◆ Source extract ◆
⁂

"Gimme Little Sign" is a classic soul music song, originally performed by Brenton Wood and written by Wood (under his real name, Alfred Smith), Joe Hooven and Jerry Winn. The charted versions were Wood's, Peter Andre's, the Sattalites', and Danielle Brisebois's.

History
The song was released in 1967 on the album Oogum Boogum. Wood's version peaked at number nine on the US Billboard Hot 100 chart, and also was top 10 in the UK Singles Chart and Australia. Mighty Mo Rodgers played the electronic organ on the recording.

Charts

Weekly charts

Year-end charts

Peter Andre version

"Gimme Little Sign" was covered by Australian artist Peter Andre and released as the second single from his self-titled debut album. The single was released on October 26, 1992, through Melodian Records. The single peaked at number three on the Australian Singles Chart, achieving platinum status. It was the 12th highest-selling single of 1993 in Australia, and went on to win him an ARIA Award in 1993 for highest-selling Australian single of the year

Track listing
CD1 and cassette single
 "Gimme Little Sign" (single version) – 3:28
 "Gimme Little Sign" (Tony & Asha's mix) – 6:29

CD2
 "Gimme Little Sign" (single version) – 3:28
 "Gimme Little Sign" (Tony & Asha's mix) – 6:29
 "Gimme Little Sign" (Phil & Ian's 12-inch mix) – 5:57
 "Gimme Little Sign" (demonstration version) – 3:25
 "Drive Me Crazy" (Crazy Cool Funk mix) – 6:34

Charts

Weekly charts

Year-end charts

Certification

Other cover versions
Syl Johnson's version, heard in his 1979 album Uptown Shakedown, was raved by Billboard as one of the album's highlights alongside "Mystery Lady" and "Who's Gonna Love You".

⁂

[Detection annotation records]
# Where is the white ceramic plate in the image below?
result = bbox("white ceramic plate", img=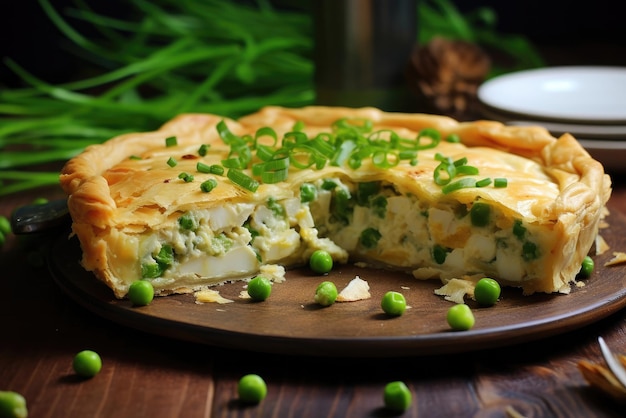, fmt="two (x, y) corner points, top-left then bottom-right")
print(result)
(478, 66), (626, 124)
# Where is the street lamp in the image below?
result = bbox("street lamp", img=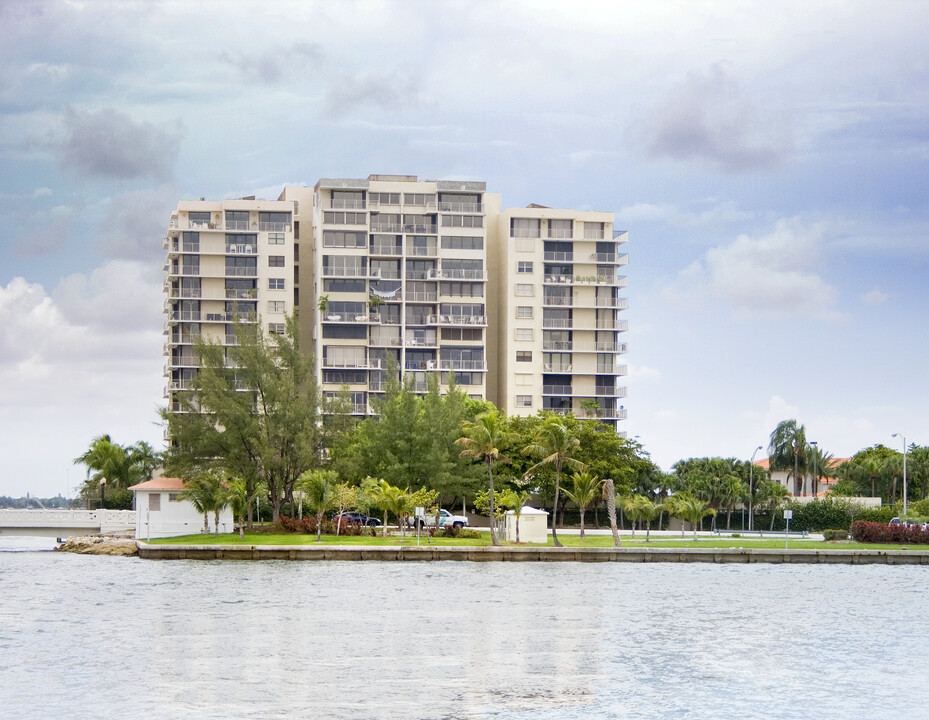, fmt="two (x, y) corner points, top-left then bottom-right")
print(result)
(748, 445), (761, 530)
(810, 440), (819, 500)
(891, 433), (906, 518)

⁂

◆ The problem ◆
Write out the entire "Gimme Little Sign" text once more, word for word from start to finish.

◆ Written response ◆
"Gimme Little Sign" is a classic soul music song, originally performed by Brenton Wood and written by Wood (under his real name, Alfred Smith), Joe Hooven and Jerry Winn. The charted versions were Wood's, Peter Andre's, the Sattalites', and Danielle Brisebois's.

History
The song was released in 1967 on the album Oogum Boogum. Wood's version peaked at number nine on the US Billboard Hot 100 chart, and also was top 10 in the UK Singles Chart and Australia. Mighty Mo Rodgers played the electronic organ on the recording.

Charts

Weekly charts

Year-end charts

Peter Andre version

"Gimme Little Sign" was covered by Australian artist Peter Andre and released as the second single from his self-titled debut album. The single was released on October 26, 1992, through Melodian Records. The single peaked at number three on the Australian Singles Chart, achieving platinum status. It was the 12th highest-selling single of 1993 in Australia, and went on to win him an ARIA Award in 1993 for highest-selling Australian single of the year

Track listing
CD1 and cassette single
 "Gimme Little Sign" (single version) – 3:28
 "Gimme Little Sign" (Tony & Asha's mix) – 6:29

CD2
 "Gimme Little Sign" (single version) – 3:28
 "Gimme Little Sign" (Tony & Asha's mix) – 6:29
 "Gimme Little Sign" (Phil & Ian's 12-inch mix) – 5:57
 "Gimme Little Sign" (demonstration version) – 3:25
 "Drive Me Crazy" (Crazy Cool Funk mix) – 6:34

Charts

Weekly charts

Year-end charts

Certification

Other cover versions
Syl Johnson's version, heard in his 1979 album Uptown Shakedown, was raved by Billboard as one of the album's highlights alongside "Mystery Lady" and "Who's Gonna Love You".